What is expected: Filter the material below and copy out each line that contains the string "cycling".

(Source records)
□ □ □

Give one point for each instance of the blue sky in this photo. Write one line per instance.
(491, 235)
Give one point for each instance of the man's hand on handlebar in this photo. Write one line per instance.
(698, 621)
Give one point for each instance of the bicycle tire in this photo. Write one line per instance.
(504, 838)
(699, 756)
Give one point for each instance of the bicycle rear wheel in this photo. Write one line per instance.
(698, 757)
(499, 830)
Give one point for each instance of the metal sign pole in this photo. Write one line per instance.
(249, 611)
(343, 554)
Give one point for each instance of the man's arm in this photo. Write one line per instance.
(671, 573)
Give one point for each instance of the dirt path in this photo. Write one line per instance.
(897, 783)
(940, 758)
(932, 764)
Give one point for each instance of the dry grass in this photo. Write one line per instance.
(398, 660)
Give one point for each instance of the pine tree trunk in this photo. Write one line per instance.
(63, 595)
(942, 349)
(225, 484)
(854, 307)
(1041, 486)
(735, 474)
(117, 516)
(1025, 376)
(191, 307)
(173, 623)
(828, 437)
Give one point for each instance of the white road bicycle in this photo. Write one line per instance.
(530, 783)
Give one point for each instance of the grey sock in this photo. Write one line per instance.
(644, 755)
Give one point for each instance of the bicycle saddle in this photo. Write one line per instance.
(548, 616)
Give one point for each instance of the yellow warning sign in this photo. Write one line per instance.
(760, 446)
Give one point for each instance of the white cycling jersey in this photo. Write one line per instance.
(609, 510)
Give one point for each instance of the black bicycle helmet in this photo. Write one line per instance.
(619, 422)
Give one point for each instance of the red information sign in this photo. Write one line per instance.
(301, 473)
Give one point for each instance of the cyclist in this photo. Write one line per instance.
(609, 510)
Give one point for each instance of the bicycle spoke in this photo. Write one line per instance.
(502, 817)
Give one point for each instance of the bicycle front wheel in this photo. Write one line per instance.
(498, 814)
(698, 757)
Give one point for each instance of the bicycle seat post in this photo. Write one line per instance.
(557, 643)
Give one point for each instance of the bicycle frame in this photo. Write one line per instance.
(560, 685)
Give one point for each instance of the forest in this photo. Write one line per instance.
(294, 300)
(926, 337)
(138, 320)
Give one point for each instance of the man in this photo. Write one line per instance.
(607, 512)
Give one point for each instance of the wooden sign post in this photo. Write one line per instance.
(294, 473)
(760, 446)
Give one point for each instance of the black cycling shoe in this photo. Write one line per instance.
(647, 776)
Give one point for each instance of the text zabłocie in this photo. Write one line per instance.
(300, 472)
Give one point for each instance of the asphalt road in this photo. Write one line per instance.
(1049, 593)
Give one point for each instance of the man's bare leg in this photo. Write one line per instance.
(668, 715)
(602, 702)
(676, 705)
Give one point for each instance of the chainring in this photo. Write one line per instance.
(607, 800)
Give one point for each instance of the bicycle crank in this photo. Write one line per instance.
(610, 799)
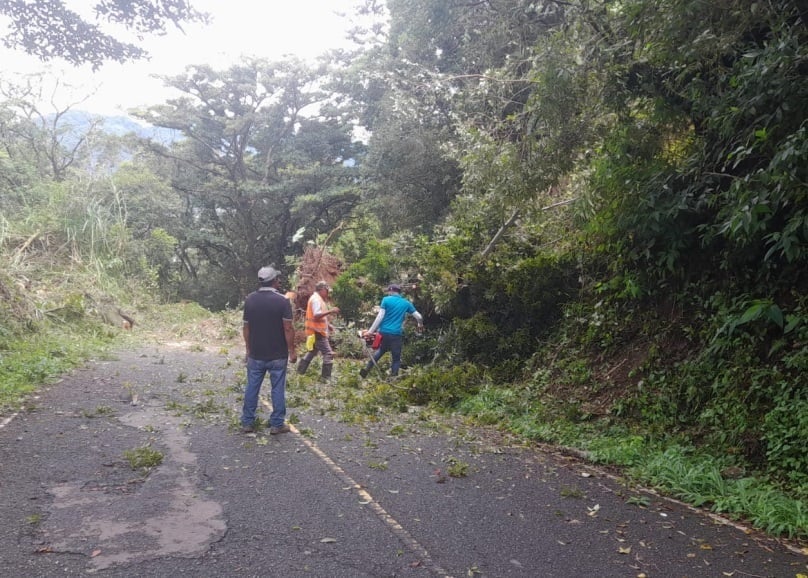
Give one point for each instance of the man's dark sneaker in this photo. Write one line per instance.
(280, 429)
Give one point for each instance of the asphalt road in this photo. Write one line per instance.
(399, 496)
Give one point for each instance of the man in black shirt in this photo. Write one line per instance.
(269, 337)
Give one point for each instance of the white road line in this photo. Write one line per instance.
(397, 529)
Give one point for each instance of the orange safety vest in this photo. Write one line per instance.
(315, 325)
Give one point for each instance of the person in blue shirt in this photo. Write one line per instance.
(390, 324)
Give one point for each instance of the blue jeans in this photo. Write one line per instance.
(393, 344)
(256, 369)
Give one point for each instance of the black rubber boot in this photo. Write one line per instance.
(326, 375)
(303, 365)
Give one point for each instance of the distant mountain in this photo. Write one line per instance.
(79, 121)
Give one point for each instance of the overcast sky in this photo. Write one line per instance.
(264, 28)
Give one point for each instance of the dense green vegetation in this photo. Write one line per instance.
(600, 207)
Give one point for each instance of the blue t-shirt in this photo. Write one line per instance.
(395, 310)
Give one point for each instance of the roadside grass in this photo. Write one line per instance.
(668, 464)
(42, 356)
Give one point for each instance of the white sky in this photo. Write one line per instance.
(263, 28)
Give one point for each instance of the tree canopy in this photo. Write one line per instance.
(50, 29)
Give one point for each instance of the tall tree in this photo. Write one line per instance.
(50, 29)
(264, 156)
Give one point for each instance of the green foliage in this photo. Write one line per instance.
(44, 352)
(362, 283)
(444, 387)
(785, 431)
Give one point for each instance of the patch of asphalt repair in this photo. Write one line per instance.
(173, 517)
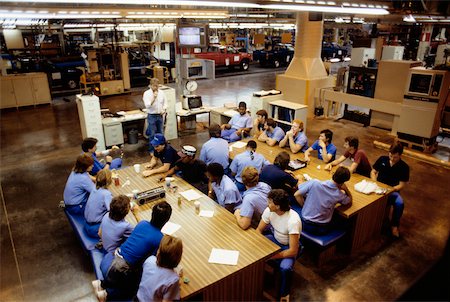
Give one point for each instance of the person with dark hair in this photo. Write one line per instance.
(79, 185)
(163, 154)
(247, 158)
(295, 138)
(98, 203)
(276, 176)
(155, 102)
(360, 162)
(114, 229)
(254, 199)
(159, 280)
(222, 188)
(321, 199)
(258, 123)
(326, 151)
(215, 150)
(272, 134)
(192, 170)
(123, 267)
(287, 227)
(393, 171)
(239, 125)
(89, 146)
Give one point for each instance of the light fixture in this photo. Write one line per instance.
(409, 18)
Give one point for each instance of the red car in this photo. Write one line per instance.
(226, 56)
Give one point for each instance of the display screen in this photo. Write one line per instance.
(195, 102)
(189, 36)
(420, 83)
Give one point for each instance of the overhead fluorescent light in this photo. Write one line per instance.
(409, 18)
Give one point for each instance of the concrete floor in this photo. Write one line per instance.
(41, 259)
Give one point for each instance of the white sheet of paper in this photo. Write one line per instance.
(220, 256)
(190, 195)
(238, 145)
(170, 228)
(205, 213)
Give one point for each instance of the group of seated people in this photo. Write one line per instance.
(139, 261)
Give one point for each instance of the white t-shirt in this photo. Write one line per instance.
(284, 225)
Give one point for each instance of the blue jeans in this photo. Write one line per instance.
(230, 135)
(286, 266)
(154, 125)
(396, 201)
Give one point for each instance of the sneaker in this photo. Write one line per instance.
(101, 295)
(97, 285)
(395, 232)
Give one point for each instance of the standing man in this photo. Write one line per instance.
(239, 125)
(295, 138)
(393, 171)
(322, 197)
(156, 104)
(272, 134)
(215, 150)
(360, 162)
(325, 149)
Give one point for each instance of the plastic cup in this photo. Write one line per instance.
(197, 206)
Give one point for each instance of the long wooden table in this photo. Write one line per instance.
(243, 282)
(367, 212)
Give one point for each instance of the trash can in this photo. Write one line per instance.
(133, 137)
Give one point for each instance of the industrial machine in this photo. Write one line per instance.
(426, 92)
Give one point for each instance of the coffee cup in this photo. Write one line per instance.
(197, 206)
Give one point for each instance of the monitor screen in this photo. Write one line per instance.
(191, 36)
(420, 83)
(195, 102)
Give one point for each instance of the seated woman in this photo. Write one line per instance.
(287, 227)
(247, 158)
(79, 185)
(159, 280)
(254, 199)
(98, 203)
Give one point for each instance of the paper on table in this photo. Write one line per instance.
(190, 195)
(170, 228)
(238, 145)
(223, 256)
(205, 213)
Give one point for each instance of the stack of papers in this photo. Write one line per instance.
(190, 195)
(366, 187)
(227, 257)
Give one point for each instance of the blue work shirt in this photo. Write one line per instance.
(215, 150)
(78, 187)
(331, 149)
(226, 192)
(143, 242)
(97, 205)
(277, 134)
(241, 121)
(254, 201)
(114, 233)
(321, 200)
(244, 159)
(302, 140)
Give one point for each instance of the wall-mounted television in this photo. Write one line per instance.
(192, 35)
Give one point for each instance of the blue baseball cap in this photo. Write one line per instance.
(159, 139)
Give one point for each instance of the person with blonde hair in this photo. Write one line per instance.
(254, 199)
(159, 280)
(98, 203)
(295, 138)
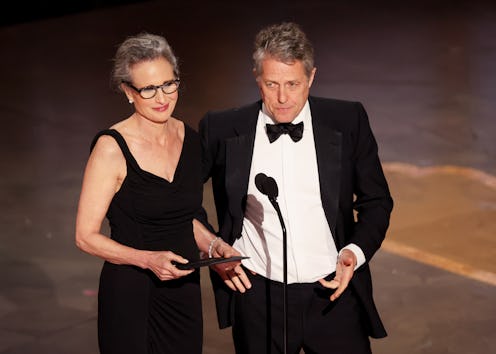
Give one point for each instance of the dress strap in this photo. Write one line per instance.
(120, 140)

□ □ □

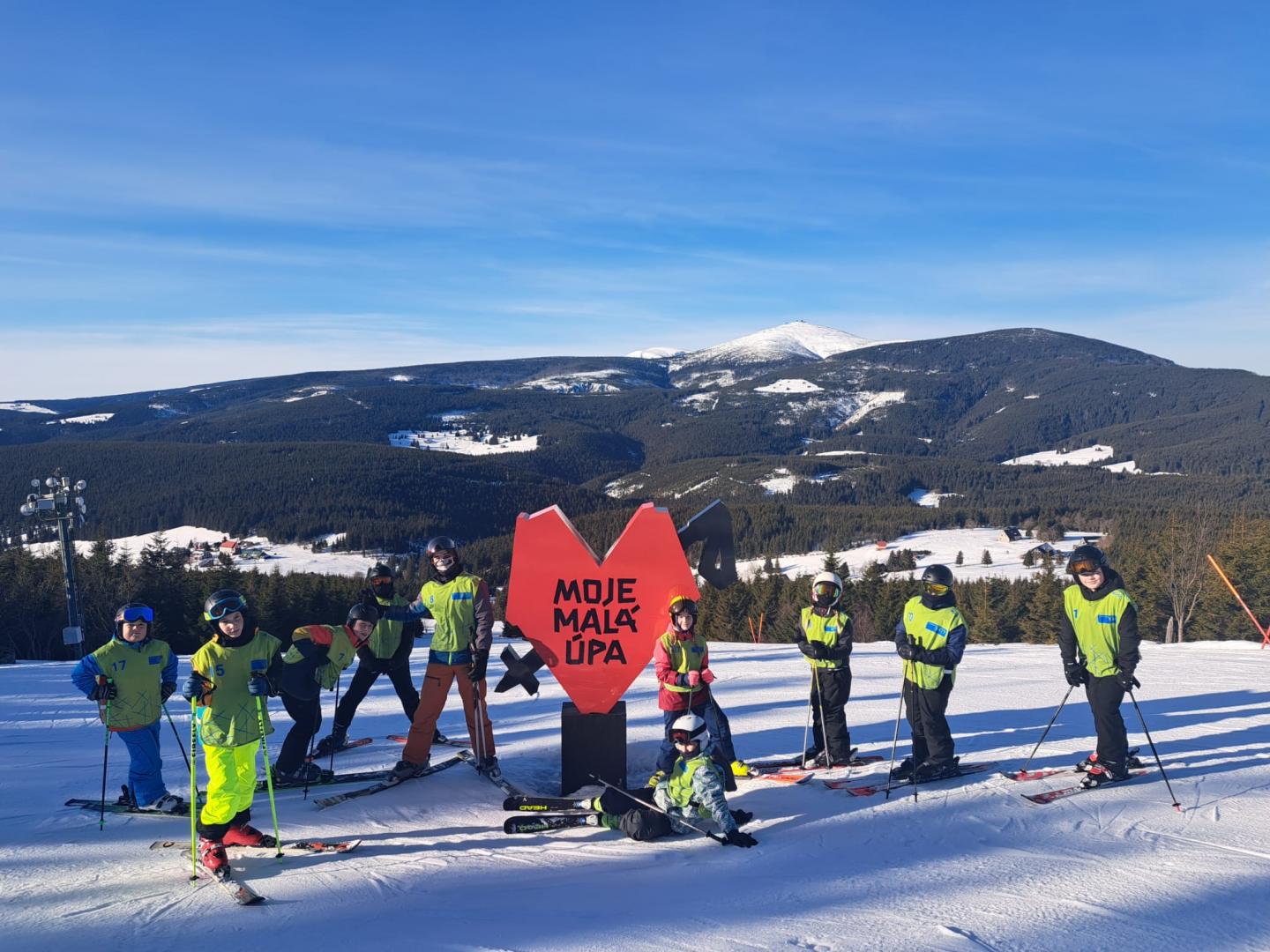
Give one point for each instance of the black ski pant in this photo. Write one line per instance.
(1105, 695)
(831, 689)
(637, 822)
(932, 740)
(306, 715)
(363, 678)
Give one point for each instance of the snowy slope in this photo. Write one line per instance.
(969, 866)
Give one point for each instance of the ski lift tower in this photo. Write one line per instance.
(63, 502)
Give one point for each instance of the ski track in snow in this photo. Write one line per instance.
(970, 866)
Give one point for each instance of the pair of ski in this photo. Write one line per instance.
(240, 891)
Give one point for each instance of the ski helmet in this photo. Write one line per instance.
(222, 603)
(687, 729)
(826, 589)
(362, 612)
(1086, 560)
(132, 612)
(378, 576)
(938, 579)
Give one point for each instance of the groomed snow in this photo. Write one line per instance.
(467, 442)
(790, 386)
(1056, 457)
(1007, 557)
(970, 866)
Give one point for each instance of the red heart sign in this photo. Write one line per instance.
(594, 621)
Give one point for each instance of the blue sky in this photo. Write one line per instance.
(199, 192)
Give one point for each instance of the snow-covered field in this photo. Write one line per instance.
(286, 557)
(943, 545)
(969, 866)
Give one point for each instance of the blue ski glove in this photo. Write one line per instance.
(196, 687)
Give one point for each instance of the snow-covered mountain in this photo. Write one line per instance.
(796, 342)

□ □ □

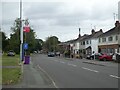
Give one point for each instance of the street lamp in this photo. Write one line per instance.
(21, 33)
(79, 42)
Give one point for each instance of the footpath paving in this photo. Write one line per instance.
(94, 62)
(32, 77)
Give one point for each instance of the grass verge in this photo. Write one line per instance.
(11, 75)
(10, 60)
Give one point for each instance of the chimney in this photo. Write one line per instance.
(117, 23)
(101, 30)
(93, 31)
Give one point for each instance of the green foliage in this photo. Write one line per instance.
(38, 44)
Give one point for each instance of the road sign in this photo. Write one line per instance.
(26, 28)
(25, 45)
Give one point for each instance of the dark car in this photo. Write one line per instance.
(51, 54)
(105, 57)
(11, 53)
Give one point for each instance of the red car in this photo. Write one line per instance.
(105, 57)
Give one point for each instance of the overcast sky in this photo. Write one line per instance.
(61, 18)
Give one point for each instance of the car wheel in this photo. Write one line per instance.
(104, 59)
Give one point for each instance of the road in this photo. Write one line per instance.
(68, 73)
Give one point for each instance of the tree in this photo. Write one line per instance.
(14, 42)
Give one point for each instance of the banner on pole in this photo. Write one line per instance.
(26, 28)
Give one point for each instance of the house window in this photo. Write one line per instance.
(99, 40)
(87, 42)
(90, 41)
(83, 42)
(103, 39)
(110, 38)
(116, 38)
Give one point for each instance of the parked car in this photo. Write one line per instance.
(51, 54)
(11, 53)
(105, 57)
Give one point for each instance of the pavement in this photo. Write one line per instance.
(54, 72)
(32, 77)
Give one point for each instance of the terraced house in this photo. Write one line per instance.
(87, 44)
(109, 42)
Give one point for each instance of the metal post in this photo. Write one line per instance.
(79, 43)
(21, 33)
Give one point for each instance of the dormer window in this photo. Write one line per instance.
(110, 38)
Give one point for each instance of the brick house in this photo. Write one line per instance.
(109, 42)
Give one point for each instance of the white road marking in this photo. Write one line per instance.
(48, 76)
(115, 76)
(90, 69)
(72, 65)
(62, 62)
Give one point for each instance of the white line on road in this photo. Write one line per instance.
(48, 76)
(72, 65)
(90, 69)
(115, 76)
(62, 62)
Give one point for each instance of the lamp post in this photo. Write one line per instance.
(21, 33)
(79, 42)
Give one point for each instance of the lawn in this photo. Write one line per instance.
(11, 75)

□ □ □

Complete output:
Give one point for each instance of the white cycling jersey in this photo. Write one line per instance.
Give one point for each instance of the black cycling shoe in this photo. Write one line per instance.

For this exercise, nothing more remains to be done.